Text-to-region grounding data
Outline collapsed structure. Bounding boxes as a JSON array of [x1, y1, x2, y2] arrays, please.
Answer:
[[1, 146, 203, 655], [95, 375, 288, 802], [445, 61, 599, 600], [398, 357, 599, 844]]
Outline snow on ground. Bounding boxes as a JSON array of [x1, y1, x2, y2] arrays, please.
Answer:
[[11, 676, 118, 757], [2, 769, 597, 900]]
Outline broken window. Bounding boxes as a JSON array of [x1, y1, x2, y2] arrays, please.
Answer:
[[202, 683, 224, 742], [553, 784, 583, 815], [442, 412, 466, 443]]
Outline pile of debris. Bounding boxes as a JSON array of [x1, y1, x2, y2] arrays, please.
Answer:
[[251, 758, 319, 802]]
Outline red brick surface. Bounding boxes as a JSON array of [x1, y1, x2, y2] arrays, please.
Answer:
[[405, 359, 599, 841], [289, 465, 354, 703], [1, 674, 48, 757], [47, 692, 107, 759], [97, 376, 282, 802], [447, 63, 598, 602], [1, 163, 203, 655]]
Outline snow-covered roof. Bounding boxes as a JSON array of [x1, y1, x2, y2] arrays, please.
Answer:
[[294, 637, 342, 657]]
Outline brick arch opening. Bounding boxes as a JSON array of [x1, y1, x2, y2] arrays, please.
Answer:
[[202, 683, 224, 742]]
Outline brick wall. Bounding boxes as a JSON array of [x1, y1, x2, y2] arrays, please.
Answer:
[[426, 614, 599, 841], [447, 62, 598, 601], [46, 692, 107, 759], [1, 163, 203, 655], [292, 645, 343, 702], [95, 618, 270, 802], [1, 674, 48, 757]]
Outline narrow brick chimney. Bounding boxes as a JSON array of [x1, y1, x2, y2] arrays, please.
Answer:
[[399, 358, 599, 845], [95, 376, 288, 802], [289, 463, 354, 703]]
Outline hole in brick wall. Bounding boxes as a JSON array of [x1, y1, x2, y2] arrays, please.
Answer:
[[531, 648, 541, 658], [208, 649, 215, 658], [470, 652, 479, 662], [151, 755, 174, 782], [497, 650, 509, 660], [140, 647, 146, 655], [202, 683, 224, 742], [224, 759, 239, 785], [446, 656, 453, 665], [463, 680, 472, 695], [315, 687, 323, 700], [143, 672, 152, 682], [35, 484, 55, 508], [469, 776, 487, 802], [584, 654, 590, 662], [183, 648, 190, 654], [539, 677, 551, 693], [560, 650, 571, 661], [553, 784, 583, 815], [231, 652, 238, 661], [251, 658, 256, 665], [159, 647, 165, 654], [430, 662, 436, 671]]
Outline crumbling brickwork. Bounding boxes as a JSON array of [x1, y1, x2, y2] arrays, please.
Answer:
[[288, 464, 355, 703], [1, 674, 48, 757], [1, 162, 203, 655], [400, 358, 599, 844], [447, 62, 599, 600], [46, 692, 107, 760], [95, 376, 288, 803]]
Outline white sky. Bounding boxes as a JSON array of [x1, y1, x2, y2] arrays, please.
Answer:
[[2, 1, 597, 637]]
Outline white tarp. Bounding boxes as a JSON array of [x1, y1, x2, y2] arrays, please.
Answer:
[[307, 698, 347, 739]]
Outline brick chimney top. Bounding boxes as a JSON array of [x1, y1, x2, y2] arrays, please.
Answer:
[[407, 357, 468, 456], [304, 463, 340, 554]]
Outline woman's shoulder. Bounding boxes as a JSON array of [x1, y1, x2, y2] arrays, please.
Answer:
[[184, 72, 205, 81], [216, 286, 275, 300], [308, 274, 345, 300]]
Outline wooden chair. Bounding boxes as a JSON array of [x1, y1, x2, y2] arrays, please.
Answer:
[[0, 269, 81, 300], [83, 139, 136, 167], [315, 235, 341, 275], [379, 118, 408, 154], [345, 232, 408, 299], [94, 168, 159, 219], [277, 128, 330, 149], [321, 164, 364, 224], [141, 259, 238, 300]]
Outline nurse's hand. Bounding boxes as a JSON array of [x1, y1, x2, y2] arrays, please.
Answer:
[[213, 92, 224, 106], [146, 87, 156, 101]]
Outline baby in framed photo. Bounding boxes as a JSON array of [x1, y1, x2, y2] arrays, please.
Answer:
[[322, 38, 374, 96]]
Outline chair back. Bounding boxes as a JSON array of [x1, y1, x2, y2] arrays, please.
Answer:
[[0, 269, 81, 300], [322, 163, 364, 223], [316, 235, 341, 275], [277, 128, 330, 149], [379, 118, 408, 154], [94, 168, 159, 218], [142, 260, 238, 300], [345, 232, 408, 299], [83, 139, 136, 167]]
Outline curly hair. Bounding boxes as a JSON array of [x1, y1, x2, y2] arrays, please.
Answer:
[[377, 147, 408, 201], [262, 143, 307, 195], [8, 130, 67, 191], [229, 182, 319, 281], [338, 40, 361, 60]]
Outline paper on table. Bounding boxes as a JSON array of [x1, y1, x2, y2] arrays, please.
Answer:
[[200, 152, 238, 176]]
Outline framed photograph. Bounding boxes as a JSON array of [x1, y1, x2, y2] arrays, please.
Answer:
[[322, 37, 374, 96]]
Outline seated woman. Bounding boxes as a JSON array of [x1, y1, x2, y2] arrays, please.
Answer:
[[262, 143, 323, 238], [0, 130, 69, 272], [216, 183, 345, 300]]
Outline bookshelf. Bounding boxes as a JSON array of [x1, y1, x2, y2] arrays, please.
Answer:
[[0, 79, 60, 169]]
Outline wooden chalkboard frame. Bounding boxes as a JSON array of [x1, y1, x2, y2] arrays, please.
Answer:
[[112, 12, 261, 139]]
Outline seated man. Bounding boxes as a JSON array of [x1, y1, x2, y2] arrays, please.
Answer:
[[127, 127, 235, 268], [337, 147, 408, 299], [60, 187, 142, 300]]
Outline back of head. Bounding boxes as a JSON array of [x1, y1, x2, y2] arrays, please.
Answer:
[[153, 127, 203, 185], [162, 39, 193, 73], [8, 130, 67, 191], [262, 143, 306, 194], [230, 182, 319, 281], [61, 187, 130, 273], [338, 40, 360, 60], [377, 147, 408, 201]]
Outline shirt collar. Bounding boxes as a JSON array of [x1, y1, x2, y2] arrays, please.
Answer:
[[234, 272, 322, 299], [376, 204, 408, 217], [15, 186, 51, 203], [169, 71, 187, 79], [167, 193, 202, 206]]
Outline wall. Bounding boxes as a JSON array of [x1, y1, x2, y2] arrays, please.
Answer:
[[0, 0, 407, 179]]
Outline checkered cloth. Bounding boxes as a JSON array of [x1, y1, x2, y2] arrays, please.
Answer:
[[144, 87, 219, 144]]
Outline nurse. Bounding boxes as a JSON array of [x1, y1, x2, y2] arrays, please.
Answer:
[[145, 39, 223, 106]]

## Task prompt
From the records above, copy every line that includes the word "back".

## Written solution
Outline chair back. Bounding boxes as a JSON array of [x1, y1, x2, y2] arrays, please.
Outline back of head. Bounding boxes as a JSON array of [x1, y1, x2, y2] arrays, please.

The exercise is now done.